— Vorliegender Text —
···

Erst ein Viertel aller Franzosen verfügt über Satellitenschüssel, Kabelanschluss oder Breitbandzugang, um ausländische Sender im Dutzend zu empfangen. Entsprechend gross sind die Zuschauerquoten der grossen französischen Sender: Der 1987 privatisierte, zum Baukonzern Bouygues gehörige Sender TF 1 wird von fast einem Drittel der Franzosen geschaut (31,8 Prozent). Darauf folgen die Staatssender France 2 mit 20,5 Prozent Anteil und France 3 mit 15,2 Prozent.

···

— Bereitgestellte Auflistung —
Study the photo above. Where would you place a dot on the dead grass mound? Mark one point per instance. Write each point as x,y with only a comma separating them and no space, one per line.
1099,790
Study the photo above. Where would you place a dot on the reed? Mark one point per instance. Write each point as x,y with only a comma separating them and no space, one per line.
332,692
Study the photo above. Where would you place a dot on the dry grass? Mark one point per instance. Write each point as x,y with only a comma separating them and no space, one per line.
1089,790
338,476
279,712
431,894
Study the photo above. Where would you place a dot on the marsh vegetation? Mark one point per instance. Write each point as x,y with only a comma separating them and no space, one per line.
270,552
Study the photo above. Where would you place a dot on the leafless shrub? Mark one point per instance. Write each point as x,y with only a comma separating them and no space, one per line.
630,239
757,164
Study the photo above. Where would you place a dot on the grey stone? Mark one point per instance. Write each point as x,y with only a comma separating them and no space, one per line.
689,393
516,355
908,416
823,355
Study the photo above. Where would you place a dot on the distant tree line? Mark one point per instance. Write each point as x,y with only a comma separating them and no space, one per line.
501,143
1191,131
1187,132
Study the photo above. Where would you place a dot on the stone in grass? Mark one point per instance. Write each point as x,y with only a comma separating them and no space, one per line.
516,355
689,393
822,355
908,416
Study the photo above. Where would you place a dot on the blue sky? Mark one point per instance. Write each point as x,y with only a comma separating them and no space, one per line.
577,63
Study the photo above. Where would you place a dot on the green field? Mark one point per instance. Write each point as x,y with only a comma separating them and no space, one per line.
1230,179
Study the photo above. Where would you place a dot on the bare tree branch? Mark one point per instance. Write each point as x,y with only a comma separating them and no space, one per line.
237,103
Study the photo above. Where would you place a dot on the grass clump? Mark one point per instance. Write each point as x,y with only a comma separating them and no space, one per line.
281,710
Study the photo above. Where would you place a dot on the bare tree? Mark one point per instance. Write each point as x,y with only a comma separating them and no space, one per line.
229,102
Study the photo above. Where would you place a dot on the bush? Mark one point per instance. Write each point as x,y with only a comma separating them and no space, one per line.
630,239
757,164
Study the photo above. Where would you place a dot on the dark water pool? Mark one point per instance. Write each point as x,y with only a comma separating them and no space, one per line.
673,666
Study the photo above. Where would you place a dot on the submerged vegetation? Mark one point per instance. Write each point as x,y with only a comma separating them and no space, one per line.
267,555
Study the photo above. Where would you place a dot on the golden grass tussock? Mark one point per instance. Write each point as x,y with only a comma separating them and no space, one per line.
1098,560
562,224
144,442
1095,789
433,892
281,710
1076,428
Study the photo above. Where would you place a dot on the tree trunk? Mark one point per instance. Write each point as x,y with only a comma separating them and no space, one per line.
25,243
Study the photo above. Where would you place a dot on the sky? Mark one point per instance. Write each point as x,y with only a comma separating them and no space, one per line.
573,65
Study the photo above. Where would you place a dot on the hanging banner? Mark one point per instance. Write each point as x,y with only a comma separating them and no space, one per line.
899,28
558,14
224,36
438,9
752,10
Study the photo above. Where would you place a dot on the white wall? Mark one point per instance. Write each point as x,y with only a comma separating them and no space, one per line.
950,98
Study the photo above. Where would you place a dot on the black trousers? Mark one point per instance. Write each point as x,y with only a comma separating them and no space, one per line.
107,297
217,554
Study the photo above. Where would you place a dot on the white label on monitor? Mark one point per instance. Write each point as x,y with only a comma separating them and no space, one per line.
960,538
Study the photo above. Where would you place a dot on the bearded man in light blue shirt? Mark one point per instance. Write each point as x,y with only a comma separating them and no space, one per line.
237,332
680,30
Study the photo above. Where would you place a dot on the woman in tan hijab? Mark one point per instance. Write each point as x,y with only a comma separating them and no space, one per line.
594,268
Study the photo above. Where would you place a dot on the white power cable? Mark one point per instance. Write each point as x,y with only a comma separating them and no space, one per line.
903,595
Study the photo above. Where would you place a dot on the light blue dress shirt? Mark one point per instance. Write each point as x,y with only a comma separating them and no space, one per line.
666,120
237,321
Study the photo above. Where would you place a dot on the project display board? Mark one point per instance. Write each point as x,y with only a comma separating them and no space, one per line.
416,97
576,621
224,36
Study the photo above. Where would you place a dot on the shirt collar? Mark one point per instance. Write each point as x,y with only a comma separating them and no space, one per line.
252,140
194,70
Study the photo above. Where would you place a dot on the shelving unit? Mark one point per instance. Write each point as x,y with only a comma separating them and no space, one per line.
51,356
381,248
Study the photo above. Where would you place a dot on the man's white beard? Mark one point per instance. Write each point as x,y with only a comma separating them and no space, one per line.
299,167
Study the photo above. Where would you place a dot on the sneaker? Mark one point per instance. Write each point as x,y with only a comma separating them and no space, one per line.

···

— Zu erledigen —
1 – Schreiben Sie aus dem Text zum französischen Fernsehen den Abschnitt wortgetreu ab, der mit den Worten „Erst ein Viertel“ beginnt und mit „mit 15,2 Prozent.“ endet.
2 – Welchen Zuschaueranteil hat France 2 laut dem Text zum französischen Fernsehen?
3 – Führen Sie den Text zum französischen Fernsehen über seinen letzten Satz hinaus weiter.
Die Auflistung stammt aus einer anderen Quelle als der Text zum französischen Fernsehen.

— Geordnete Ergebnisse —
1 –
Erst ein Viertel aller Franzosen verfügt über Satellitenschüssel, Kabelanschluss oder Breitbandzugang, um ausländische Sender im Dutzend zu empfangen. Entsprechend gross sind die Zuschauerquoten der grossen französischen Sender: Der 1987 privatisierte, zum Baukonzern Bouygues gehörige Sender TF 1 wird von fast einem Drittel der Franzosen geschaut (31,8 Prozent). Darauf folgen die Staatssender France 2 mit 20,5 Prozent Anteil und France 3 mit 15,2 Prozent.

2 – France 2 hat einen Anteil von 20,5 Prozent.

3 –
Der 1984 gegründete Bezahlsender Canal Plus auf dem vierten Kanal gehört zum Vivendi-Konzern und ist von 3,8 Prozent der Fernsehzuschauer abonniert. Der Bildungssender France 5 wiederum erreicht tagsüber 6,7 Prozent Zuschauer und wird abends vom deutsch-französischen Kulturkanal Arte (3,7 Prozent, gegenüber 0,8 Prozent in Deutschland) abgelöst. Und das vor allem von Jugendlichen konsumierte Programm M6 aus dem Hause Bertelsmann hat seine «audience» in den letzten Jahren kontinuierlich auf 12,5 Prozent gesteigert.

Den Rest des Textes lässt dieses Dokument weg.